* [Task description]: Reproduce only the lines that run from the line containing "Point to the blue background." to the end of the entries below, exactly as they stand.
[Opening Data records section]
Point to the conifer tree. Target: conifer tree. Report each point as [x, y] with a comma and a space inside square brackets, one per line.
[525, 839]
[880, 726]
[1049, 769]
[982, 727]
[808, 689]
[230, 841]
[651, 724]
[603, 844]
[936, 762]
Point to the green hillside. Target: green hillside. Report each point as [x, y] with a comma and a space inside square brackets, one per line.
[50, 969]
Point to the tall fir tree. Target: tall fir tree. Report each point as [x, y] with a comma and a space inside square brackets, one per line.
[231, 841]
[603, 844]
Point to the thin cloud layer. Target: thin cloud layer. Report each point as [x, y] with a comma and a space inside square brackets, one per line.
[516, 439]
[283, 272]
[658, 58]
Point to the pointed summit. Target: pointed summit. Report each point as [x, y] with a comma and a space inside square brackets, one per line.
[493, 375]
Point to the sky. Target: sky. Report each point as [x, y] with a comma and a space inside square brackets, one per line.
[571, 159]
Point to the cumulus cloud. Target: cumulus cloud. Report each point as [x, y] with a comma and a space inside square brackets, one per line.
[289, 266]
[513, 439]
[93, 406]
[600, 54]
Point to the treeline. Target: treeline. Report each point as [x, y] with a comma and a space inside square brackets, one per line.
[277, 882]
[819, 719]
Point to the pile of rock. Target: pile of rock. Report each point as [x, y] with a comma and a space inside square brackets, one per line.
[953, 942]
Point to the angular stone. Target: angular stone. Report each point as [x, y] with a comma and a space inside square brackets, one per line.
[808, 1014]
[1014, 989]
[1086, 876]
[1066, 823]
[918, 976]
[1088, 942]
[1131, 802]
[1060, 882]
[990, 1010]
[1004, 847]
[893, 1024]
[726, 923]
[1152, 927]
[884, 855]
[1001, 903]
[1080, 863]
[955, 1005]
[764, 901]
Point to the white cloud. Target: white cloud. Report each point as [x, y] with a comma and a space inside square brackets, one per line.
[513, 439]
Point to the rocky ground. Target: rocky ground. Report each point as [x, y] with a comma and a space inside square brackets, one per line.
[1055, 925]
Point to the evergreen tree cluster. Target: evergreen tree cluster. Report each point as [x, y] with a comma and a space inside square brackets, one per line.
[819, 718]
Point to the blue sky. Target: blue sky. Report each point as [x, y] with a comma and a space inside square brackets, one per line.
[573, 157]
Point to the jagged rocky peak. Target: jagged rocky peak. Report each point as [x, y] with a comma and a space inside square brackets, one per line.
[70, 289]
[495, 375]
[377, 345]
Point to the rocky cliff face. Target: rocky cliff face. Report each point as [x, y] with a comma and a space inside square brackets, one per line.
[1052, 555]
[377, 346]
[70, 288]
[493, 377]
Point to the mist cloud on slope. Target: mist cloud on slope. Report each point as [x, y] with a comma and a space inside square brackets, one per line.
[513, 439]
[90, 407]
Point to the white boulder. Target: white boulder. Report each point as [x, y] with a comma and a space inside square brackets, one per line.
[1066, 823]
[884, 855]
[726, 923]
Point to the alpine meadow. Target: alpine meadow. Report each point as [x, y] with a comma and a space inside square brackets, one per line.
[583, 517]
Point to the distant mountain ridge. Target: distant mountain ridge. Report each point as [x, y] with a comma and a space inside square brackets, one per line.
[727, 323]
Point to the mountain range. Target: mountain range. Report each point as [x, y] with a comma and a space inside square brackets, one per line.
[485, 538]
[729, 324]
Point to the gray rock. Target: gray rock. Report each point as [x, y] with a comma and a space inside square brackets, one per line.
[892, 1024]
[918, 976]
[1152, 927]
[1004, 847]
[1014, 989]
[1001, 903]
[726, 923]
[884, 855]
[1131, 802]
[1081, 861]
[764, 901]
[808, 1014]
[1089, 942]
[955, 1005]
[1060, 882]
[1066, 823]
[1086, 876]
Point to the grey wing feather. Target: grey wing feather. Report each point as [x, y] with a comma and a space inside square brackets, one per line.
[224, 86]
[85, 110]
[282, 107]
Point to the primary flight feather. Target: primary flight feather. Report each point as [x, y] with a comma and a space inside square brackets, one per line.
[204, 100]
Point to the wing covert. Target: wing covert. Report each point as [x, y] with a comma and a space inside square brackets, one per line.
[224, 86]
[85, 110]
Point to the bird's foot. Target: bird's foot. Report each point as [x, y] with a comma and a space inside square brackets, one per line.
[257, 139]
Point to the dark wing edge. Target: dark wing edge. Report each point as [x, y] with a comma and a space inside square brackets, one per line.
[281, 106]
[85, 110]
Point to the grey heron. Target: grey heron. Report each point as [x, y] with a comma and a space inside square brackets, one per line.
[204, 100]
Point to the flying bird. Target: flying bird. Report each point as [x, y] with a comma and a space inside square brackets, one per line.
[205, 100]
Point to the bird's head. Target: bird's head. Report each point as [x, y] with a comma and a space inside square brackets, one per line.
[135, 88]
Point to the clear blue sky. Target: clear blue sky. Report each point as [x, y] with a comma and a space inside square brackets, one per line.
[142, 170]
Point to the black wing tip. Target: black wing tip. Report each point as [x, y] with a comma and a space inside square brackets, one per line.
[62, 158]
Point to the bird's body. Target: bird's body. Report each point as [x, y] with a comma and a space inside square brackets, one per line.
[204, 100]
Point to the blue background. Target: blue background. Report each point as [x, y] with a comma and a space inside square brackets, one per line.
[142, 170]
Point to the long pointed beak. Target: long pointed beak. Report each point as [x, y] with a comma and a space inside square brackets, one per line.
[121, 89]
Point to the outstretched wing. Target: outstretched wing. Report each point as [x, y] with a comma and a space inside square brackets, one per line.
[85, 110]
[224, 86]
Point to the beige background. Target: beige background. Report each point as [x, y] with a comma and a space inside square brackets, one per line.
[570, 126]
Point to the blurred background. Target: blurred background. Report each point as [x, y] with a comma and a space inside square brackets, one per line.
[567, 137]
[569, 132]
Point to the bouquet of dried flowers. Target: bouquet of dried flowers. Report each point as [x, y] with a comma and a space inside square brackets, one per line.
[Closing Data records section]
* [Your response]:
Point to the blue background. Target: blue background. Report each point as [x, y] with a comma and a space inside square brackets, one per line.
[142, 170]
Point to the long pointed beak. Target: long pointed beak. Report each point as [x, y] with a comma and a space inside square brackets, one per line.
[121, 89]
Point to the outstretched wing. Target: outstretched wing. Report each point as [x, y] with a comma and a space inside square brackets, one per line.
[85, 110]
[224, 86]
Point to the beige background. Target: beige background. Report each point as [x, y] with a comma and a space inside square brackets, one per line.
[570, 126]
Point to the blurred background. Target: blurred background. Report each point as [x, y] with a comma and a space inside square brackets, one per line.
[567, 137]
[569, 132]
Point to the bouquet of dried flowers. Target: bouquet of dried flowers. Report each point as [x, y] with a comma and a space inside square brackets, one per line.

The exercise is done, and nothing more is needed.